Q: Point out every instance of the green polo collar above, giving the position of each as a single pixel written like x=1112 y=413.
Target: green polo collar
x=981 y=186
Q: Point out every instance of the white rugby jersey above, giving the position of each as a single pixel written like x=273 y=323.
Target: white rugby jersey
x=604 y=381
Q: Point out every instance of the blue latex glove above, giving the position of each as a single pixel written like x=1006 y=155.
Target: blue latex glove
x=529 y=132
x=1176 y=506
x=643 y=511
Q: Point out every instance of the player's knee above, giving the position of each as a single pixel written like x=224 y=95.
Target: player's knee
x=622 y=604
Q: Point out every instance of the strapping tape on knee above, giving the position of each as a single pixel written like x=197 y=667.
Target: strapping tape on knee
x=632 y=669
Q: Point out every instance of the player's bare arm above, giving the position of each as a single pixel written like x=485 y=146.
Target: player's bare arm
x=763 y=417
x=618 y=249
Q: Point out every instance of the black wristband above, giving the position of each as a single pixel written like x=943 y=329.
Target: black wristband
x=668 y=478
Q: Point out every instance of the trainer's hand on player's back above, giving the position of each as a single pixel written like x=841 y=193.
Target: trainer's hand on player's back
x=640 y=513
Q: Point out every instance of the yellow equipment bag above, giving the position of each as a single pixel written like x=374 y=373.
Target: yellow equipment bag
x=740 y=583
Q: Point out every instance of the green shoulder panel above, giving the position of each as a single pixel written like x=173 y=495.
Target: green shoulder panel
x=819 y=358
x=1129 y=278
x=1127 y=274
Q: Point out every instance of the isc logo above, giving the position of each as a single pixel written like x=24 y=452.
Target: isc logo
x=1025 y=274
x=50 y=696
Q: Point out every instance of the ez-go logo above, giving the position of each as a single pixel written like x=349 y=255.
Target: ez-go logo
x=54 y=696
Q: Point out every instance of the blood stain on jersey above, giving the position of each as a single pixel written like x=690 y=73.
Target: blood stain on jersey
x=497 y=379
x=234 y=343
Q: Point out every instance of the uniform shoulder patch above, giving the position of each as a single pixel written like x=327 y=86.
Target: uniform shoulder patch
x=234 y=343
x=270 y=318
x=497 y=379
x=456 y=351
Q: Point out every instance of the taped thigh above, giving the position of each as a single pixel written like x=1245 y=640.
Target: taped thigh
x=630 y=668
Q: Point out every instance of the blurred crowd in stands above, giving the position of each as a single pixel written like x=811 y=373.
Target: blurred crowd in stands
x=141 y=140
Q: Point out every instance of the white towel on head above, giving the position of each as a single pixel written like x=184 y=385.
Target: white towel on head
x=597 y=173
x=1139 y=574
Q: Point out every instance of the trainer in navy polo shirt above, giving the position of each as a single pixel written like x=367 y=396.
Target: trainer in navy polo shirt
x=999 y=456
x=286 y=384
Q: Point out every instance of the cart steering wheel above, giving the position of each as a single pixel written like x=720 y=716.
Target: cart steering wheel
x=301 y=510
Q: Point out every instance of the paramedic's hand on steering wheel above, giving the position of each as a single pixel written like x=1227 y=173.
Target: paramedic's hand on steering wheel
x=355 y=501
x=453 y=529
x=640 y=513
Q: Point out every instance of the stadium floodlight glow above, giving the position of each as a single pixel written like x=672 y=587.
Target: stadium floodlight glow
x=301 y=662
----
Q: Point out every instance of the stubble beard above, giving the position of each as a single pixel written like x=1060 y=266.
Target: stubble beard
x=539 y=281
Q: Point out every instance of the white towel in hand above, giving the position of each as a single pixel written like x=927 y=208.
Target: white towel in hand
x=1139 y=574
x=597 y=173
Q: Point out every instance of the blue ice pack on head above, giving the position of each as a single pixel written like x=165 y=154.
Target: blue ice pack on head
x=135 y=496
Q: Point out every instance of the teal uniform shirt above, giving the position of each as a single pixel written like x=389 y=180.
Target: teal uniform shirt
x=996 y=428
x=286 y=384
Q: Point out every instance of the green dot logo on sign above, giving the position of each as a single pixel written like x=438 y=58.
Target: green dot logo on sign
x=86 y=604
----
◆ Set problem:
Rewrite the lines from the line with "Q: Point out every instance of the player's bare" to the line with "x=1127 y=274", replacing "black wristband" with "white wristband" and leaving everything else as it stands.

◆ Task output:
Q: Point out every instance of the player's bare arm above, giving the position of each as a single pixel written like x=485 y=146.
Target: player's bare arm
x=763 y=417
x=618 y=249
Q: Point out every instance of the white wristband above, giving the position of each as a single pixel written like x=943 y=329.
Target: white wristband
x=668 y=478
Q: Point out every instance of the trainer's hand on player's back above, giving the position of each as a single pixel written like x=841 y=193.
Target: trainer's hand on player's back
x=640 y=513
Q: Point out every instance of the yellow equipment bag above, giving the position of each as a single pixel written like x=374 y=373.
Target: yellow equipment bag
x=740 y=583
Q: Point out every instance of the green shoulder panel above, giving the position of each as a single pixel written like x=173 y=495.
Target: green shoulder panel
x=819 y=358
x=1129 y=278
x=1127 y=274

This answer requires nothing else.